### [DOCUMENT SECTION]

::::::::

4.4. Video¶

The server must stream video to the client wth minimal latency. This section will describe the structure and content of the video frames, how low latency can be achieved and what the client must do to process the data.

4.4.1. Video Texture Layout¶

The server should use a video encoder to compress the video stream. The rendering output of the server application should be written to a video texture and this should be provided as an input surface to the video encoder. The protocol is flexible regarding the layout of the video texture. It is up to the client and server to support the same layout. The resolution of the video texture is only limited to what the application needs and the encoder/decoder can support. It may contain one or more sub-textures as required by the client.

::::::::

### [DATA EXTRACT]

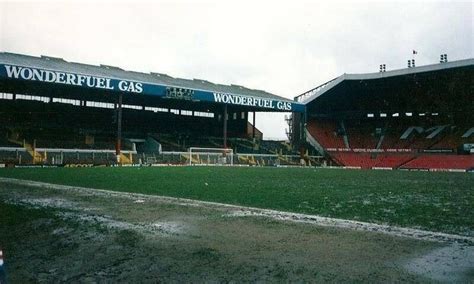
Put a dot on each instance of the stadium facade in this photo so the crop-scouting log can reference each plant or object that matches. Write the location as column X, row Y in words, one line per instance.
column 56, row 112
column 71, row 110
column 413, row 118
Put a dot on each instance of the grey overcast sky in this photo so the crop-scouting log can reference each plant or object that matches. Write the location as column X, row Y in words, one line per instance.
column 283, row 47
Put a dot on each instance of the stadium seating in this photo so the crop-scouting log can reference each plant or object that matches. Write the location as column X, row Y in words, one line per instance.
column 325, row 132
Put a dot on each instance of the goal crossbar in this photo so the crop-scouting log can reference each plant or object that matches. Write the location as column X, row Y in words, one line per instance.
column 209, row 156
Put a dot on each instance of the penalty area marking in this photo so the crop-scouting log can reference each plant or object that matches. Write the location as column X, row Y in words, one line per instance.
column 244, row 211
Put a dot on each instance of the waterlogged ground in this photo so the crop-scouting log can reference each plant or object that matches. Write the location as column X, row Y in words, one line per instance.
column 435, row 201
column 64, row 234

::::::::

### [YOUR TASKS]
1. In the video section, why is matching the texture layout left to the client and server?
2. In the video section, rewrite the text between "4.4.1. Video Texture" and "by the client.", inclusive, replacing "video encoder" with "hardware encoder".

### [OUTPUTS BY TASK]
1. The protocol is flexible about the layout of the video texture and does not fix one. So the client and server must support the same layout themselves.

2.
4.4.1. Video Texture Layout¶

The server should use a hardware encoder to compress the video stream. The rendering output of the server application should be written to a video texture and this should be provided as an input surface to the hardware encoder. The protocol is flexible regarding the layout of the video texture. It is up to the client and server to support the same layout. The resolution of the video texture is only limited to what the application needs and the encoder/decoder can support. It may contain one or more sub-textures as required by the client.